→ DATA IN THIS EXERCISE

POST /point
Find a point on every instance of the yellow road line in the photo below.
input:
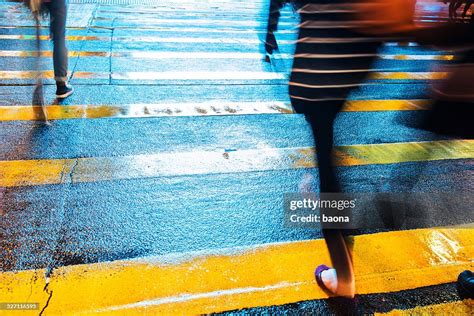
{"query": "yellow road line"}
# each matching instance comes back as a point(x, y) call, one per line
point(408, 75)
point(209, 75)
point(265, 275)
point(465, 307)
point(55, 171)
point(211, 108)
point(15, 75)
point(195, 55)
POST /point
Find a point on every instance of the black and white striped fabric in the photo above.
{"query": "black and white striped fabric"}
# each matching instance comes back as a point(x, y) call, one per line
point(331, 58)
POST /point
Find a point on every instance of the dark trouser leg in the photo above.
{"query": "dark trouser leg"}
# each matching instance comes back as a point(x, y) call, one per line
point(321, 116)
point(58, 14)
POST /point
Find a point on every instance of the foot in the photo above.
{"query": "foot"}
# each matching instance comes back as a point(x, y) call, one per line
point(64, 90)
point(327, 280)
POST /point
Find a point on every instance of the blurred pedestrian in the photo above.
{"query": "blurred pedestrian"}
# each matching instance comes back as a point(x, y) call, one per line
point(331, 59)
point(57, 11)
point(465, 284)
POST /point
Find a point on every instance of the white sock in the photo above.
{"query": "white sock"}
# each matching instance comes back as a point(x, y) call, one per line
point(329, 278)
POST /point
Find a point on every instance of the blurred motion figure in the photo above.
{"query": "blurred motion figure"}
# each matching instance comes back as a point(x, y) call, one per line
point(57, 11)
point(331, 59)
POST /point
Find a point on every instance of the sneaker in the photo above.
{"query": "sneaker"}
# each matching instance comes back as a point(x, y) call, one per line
point(63, 91)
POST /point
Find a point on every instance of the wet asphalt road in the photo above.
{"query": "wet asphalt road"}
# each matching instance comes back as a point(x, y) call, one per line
point(69, 223)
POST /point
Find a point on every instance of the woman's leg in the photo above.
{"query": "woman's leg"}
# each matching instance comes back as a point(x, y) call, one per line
point(321, 116)
point(58, 14)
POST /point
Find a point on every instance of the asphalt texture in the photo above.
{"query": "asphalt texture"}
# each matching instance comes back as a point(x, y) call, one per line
point(48, 226)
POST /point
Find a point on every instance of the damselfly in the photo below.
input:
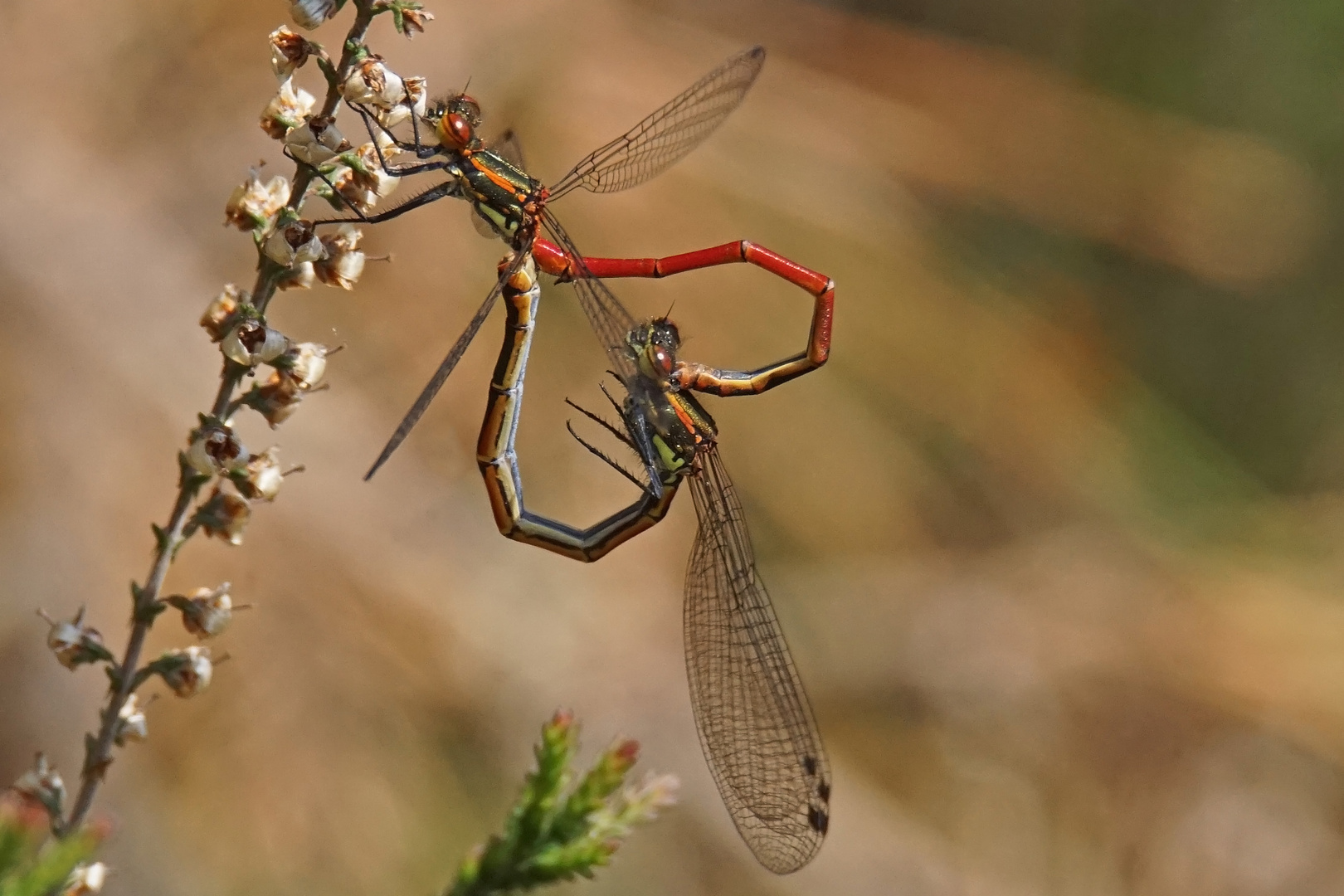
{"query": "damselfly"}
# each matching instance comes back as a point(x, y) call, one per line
point(515, 206)
point(756, 726)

→ YOUR GOAL
Retype the stretch from the beginning of the entries above through the line containing "point(195, 55)", including both ends. Leave the pictures out.

→ EXERCISE RESULT
POST /point
Find a point on every instance of the yellow road line in the photo below.
input:
{"query": "yellow road line"}
# each matching instance comes back as a point(x, y) call, one per line
point(408, 75)
point(209, 75)
point(265, 275)
point(465, 307)
point(55, 171)
point(211, 108)
point(15, 75)
point(195, 55)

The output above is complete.